## [Data in this exercise]
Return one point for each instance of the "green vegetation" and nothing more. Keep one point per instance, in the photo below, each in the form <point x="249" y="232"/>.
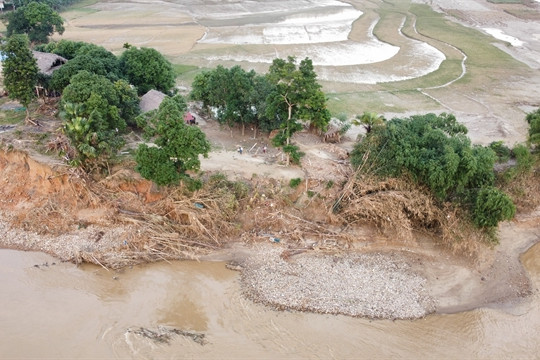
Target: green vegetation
<point x="238" y="96"/>
<point x="434" y="151"/>
<point x="36" y="19"/>
<point x="296" y="96"/>
<point x="95" y="113"/>
<point x="533" y="118"/>
<point x="502" y="151"/>
<point x="20" y="71"/>
<point x="92" y="58"/>
<point x="178" y="145"/>
<point x="147" y="69"/>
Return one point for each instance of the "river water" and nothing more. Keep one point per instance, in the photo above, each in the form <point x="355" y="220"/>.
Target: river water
<point x="62" y="311"/>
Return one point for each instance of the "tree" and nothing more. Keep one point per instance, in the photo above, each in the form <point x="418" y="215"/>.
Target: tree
<point x="95" y="112"/>
<point x="37" y="20"/>
<point x="369" y="120"/>
<point x="296" y="96"/>
<point x="20" y="71"/>
<point x="178" y="145"/>
<point x="435" y="151"/>
<point x="94" y="59"/>
<point x="147" y="69"/>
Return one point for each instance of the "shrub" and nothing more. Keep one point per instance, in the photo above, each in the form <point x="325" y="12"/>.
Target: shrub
<point x="492" y="206"/>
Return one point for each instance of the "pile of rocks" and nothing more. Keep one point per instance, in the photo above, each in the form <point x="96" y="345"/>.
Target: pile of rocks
<point x="369" y="285"/>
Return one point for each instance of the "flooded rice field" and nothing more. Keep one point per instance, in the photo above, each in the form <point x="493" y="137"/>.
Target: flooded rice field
<point x="56" y="310"/>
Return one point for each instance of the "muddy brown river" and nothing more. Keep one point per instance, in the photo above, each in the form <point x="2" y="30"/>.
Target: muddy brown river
<point x="62" y="311"/>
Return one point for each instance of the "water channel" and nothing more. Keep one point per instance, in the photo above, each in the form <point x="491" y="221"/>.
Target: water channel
<point x="63" y="311"/>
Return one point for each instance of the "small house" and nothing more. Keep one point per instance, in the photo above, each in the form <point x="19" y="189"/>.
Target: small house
<point x="47" y="63"/>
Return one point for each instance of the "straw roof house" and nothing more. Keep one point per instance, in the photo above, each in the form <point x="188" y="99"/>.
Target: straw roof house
<point x="151" y="100"/>
<point x="47" y="62"/>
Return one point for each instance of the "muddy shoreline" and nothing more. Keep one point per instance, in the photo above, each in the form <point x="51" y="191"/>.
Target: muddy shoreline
<point x="389" y="284"/>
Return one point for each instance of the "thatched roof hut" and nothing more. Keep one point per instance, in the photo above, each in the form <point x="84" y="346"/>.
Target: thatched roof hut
<point x="151" y="100"/>
<point x="47" y="62"/>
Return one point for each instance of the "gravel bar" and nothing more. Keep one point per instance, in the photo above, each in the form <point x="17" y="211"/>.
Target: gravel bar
<point x="370" y="285"/>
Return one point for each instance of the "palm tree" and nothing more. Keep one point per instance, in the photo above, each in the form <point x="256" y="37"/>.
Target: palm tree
<point x="369" y="120"/>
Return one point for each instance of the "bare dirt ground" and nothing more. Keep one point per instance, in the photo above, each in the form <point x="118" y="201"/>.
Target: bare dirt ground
<point x="454" y="282"/>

## [Instructions for the task]
Pick out every line above that contains the word "muddy" and copy each one in full.

## [Output below]
Return one point for each instance of the "muddy brown river" and nothing more. Keep one point per instance, in the photo above, each in the form <point x="2" y="30"/>.
Target: muddy brown river
Return one point for each instance of the "muddy shoreline" and nothing more. Keep one point per instance, in the photo above, each in the form <point x="51" y="191"/>.
Target: muddy shoreline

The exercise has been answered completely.